Saved data entries
──────────────────────────────
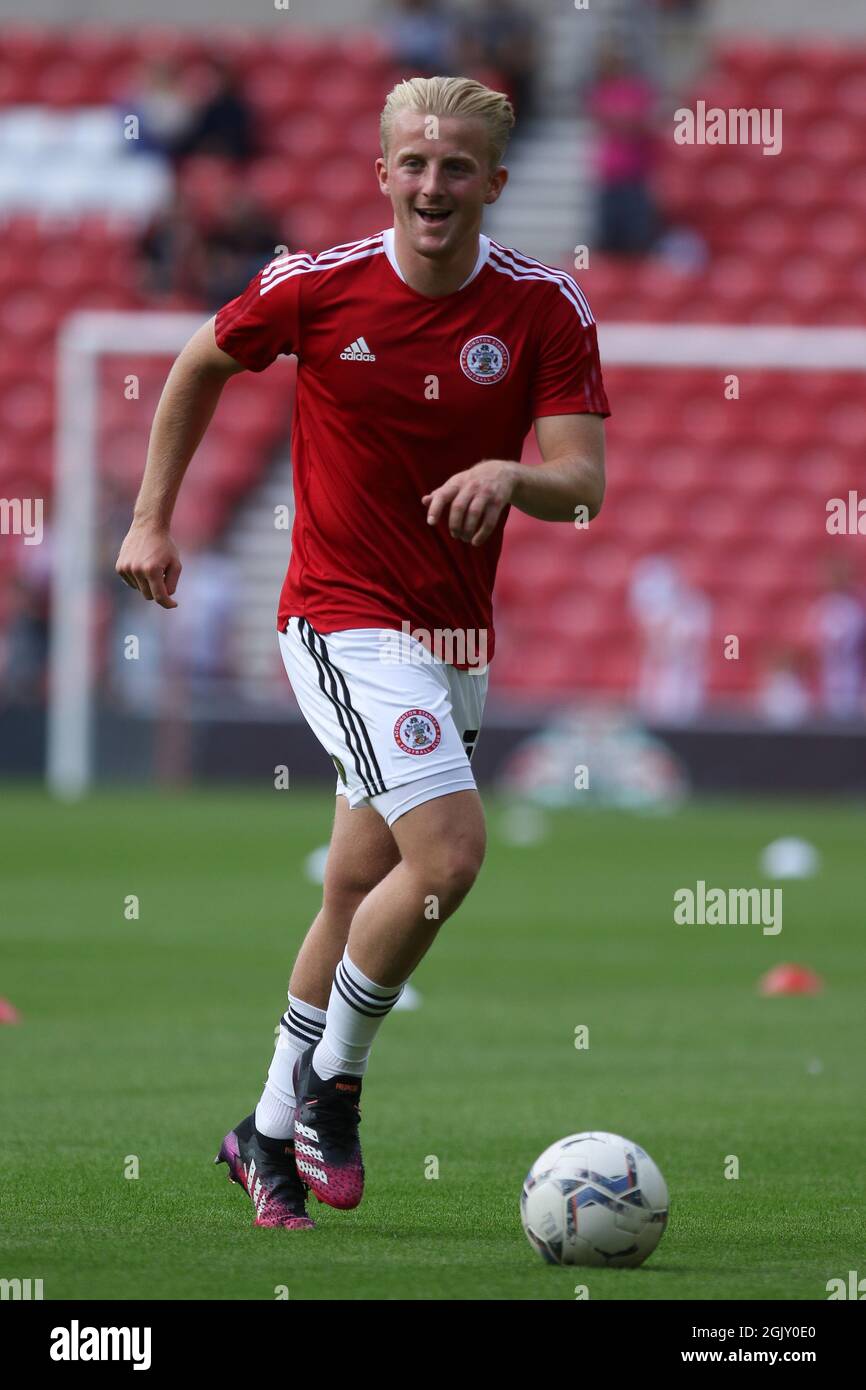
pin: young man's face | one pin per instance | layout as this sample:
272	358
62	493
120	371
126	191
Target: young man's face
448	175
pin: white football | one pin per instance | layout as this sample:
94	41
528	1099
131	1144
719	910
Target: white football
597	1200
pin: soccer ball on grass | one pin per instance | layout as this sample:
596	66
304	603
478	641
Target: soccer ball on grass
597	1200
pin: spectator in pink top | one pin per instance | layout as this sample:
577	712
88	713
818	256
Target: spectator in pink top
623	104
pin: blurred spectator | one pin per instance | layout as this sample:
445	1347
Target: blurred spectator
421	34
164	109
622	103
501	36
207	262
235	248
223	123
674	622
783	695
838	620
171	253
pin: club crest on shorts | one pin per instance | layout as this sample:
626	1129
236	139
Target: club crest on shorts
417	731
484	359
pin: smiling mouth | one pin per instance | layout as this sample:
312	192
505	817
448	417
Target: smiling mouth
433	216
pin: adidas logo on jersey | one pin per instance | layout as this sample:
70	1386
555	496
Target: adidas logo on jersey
──────────────────────────────
**WHAT IS EXPECTED:** Extract the items verbatim, from the line containing "pin: soccer ball" through the end of the items, with both ends included.

**WRITTEN SOLUTION:**
pin: soccer ball on grass | one pin per instance | layout as this sample:
596	66
304	603
478	641
Target: soccer ball on grass
597	1200
pin: spectator in pink top | one pin per instance | layout as this sample:
577	712
88	713
818	256
Target: spectator in pink top
623	104
pin: blurred spectator | one pin per instance | layout as this sample:
445	1347
Target: blurred spectator
421	34
164	109
622	103
501	36
207	262
235	248
223	123
674	622
783	695
838	620
171	253
pin: club crest on shorts | one pin per instance | layout as this sample:
626	1129
236	139
Target: club crest on shorts
417	731
484	359
pin: smiling mouth | one pin per instance | layout as this sample:
312	192
505	817
448	417
Target: smiling mouth
433	216
pin: adidas logo on jersey | one pin per instance | layout as this sample:
70	1386
555	496
Target: adidas logo on jersey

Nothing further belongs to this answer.